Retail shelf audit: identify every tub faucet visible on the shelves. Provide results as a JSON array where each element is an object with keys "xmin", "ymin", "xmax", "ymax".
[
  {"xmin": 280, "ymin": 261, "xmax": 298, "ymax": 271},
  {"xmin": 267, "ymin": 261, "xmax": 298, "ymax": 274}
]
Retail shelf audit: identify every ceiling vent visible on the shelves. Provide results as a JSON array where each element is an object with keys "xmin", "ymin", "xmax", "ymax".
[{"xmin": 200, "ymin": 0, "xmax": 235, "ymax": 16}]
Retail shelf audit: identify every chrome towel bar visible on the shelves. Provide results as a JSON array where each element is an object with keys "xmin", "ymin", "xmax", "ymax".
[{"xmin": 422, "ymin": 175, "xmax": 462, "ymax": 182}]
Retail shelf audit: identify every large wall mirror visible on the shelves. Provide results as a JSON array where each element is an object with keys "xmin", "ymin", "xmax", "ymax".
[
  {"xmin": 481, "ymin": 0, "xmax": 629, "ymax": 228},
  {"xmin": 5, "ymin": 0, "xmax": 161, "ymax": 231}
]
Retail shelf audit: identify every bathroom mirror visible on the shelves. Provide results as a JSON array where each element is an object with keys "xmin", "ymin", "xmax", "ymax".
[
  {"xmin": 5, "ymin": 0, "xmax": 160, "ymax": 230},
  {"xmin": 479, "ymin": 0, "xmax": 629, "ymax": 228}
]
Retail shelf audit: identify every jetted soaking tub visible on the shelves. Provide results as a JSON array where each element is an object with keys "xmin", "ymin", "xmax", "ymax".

GIVEN TASK -
Rewrite all of the items above, replacing "shelves" with "display racks" and leaving everything else the same.

RESULT -
Retail shelf audit: identify every tub faucet visible on the display racks. Provide results as a JSON array where each element is an object with keys "xmin", "ymin", "xmax", "ymax".
[
  {"xmin": 280, "ymin": 261, "xmax": 298, "ymax": 271},
  {"xmin": 267, "ymin": 261, "xmax": 298, "ymax": 274}
]
Retail shelf audit: identify every ceiling vent visible on the display racks. Provide results as a JSON array where each element is an object with keys "xmin", "ymin", "xmax", "ymax".
[{"xmin": 200, "ymin": 0, "xmax": 235, "ymax": 16}]
Retail shelf audit: identify every chrome towel bar visible on the display racks. Provide results as a JSON array where each element is an object with keys "xmin", "ymin", "xmax", "ymax".
[{"xmin": 422, "ymin": 175, "xmax": 462, "ymax": 182}]
Retail shelf audit: identify every large wall mirror visible on the display racks. Provide results as a JSON array where each element is an object with keys "xmin", "ymin", "xmax", "ymax".
[
  {"xmin": 481, "ymin": 0, "xmax": 629, "ymax": 228},
  {"xmin": 5, "ymin": 0, "xmax": 161, "ymax": 231}
]
Retail shelf audit: identify every bathroom mirror visible on the display racks. Provide results as a JSON array where each element is an object with keys "xmin", "ymin", "xmax", "ymax".
[
  {"xmin": 5, "ymin": 0, "xmax": 160, "ymax": 230},
  {"xmin": 479, "ymin": 0, "xmax": 629, "ymax": 228}
]
Retail shelf audit: identify every jetted soaking tub visible on the display racks. Provide results as a JSON array where each element is an object with keys "xmin", "ymin", "xmax", "ymax".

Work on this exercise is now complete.